═══ Provided data ═══
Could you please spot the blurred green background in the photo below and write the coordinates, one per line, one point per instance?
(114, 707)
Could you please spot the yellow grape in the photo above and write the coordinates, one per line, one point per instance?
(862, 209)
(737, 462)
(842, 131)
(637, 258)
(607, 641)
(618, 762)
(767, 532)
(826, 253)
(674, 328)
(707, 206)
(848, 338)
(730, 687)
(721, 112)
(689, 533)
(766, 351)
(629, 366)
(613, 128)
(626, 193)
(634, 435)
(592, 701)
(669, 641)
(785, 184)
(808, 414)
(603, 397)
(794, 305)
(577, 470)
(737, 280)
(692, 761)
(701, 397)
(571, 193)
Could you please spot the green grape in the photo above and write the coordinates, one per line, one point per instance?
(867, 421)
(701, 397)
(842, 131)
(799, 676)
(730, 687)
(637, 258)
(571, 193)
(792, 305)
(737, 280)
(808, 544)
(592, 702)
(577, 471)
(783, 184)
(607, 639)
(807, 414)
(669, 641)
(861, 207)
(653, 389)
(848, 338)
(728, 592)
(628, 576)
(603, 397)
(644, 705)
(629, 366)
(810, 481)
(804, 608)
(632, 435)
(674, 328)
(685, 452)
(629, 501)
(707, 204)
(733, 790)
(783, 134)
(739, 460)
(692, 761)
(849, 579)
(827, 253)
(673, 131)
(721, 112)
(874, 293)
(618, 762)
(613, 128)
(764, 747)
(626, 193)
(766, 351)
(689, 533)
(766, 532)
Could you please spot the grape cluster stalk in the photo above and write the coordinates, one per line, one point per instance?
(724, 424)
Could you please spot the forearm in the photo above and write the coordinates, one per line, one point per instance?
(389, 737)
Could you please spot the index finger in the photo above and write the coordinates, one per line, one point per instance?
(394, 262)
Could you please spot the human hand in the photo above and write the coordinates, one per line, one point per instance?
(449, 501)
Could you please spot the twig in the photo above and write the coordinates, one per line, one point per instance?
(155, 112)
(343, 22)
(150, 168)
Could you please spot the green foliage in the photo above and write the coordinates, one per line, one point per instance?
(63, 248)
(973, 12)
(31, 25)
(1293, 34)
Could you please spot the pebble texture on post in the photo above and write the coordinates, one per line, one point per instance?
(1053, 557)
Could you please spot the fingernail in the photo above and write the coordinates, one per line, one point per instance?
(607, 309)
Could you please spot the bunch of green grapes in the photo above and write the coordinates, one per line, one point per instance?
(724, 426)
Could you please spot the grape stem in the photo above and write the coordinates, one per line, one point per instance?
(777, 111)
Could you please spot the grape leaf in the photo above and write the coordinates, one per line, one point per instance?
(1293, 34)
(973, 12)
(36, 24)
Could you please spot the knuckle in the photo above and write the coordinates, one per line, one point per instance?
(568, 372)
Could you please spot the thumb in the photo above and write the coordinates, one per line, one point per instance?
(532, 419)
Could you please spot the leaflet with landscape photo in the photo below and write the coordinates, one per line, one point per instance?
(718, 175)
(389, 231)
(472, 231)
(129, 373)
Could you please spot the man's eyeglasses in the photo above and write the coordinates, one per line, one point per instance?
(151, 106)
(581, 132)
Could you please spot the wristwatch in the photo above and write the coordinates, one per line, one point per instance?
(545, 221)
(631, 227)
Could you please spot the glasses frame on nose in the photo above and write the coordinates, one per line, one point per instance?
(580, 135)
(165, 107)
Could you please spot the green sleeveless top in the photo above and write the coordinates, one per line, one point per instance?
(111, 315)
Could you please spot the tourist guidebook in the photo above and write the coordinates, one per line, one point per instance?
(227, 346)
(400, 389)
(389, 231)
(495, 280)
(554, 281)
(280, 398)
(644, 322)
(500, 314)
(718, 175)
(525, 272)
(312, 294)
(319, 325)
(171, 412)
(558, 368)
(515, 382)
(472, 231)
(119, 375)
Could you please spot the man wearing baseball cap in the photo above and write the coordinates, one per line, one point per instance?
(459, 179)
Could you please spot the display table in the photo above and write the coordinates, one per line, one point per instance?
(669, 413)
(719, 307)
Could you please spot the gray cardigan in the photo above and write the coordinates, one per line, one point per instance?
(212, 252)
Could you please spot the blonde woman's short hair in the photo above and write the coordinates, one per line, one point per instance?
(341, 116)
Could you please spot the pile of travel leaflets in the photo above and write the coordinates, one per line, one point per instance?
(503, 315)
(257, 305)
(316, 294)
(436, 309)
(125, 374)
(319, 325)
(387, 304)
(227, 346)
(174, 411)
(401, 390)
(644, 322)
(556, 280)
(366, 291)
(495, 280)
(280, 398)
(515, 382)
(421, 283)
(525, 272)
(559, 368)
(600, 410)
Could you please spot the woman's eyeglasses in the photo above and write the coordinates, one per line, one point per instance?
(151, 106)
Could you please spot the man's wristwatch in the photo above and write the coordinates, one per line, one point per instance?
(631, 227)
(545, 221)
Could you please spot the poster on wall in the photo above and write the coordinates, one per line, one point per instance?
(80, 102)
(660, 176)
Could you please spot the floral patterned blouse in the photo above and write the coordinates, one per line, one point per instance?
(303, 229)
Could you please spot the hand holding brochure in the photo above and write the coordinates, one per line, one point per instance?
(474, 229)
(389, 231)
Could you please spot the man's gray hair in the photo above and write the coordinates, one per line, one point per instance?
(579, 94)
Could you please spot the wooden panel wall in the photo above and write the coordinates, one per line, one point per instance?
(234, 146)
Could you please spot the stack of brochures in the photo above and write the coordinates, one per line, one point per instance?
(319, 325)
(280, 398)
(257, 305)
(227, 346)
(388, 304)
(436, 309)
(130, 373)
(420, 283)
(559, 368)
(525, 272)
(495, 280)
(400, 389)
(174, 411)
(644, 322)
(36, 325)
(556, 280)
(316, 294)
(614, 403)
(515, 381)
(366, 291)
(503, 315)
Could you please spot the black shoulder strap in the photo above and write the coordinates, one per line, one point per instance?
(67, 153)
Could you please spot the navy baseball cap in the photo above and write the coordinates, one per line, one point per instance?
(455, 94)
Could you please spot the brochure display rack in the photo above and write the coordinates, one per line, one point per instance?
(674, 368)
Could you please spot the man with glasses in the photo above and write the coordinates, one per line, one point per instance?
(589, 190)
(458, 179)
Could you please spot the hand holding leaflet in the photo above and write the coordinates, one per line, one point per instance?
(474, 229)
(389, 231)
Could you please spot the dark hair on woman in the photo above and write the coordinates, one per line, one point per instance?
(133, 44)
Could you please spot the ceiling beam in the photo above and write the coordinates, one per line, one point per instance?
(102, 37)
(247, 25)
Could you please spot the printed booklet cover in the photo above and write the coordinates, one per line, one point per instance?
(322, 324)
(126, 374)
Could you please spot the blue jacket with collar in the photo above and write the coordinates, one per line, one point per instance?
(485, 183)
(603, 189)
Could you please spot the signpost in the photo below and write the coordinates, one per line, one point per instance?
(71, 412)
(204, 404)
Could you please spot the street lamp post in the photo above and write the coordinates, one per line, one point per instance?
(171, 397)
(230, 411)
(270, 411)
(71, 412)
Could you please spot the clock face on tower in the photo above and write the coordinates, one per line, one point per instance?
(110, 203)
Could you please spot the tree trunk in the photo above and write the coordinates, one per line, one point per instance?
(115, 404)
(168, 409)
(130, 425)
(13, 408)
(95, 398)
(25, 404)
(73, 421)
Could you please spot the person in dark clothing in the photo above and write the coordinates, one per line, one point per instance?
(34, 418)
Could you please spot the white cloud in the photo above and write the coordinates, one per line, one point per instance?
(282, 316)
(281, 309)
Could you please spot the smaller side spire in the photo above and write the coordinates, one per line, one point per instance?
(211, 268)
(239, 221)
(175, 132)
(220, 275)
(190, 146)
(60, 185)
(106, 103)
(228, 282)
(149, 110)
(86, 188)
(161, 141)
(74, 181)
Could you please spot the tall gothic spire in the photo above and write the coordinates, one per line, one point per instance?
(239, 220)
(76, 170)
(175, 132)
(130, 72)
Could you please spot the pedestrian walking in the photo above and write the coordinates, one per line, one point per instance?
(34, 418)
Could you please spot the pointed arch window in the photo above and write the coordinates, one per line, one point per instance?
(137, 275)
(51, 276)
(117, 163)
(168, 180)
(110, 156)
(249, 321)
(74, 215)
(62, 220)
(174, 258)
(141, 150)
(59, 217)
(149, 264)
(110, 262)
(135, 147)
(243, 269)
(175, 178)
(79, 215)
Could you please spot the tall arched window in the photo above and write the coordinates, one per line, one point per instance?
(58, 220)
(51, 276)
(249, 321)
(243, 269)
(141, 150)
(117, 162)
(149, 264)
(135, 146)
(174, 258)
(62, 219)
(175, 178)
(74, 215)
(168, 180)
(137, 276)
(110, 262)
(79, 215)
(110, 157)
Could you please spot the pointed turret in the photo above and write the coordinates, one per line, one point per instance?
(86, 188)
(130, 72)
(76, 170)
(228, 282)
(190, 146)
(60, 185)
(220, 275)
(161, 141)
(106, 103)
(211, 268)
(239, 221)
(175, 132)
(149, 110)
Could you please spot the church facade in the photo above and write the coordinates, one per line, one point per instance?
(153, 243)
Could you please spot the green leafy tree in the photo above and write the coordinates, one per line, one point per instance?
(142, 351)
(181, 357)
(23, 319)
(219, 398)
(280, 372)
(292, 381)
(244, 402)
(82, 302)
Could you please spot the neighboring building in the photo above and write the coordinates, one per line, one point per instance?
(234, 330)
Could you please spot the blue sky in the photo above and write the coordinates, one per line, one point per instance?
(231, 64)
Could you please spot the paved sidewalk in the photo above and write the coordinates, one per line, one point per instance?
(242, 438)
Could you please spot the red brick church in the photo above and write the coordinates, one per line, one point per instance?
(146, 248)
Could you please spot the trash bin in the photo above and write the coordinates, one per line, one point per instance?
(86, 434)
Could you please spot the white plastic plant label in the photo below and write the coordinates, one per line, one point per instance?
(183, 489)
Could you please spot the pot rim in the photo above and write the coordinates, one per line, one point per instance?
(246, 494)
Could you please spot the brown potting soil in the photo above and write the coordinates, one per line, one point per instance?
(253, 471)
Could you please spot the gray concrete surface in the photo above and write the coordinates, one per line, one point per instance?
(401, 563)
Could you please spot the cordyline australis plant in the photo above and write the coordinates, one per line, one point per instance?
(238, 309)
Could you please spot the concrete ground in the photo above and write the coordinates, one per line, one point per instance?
═══
Requirement » Extract every line from the one containing "Could you please spot the blue sky" through the last line of the data, inclusive, exactly as written.

Solution below »
Could you please spot the blue sky in the photo above and write the coordinates, one per line, one point per instance?
(231, 64)
Could you please spot the paved sidewalk in the photo above and write the coordinates, one per line, one point per instance?
(242, 438)
Could you please spot the red brick church in the photo above and write the coordinates, one per line, one point per instance?
(146, 248)
Could you please spot the trash bin in the photo above and write the coordinates, one per line, one point per instance?
(86, 434)
Could you please spot the white plastic plant label in the photo below and write the coordinates, one per line, one point per instance?
(183, 489)
Could you please spot the pot rim in the photo above and write the coordinates, one per line, one point per instance?
(246, 494)
Could you please spot the brown potting soil in the photo above and write the coordinates, one per line, one point per instance?
(253, 471)
Could you please spot the gray concrete surface in the photo above and write the coordinates, one per line, one point per instance?
(401, 563)
Could you please spot the cordyline australis plant in the photo above and write the coordinates, one per line, one point per instance?
(238, 309)
Could you please spot the concrete ground in the photo above and write the coordinates, one per line, one point per instance?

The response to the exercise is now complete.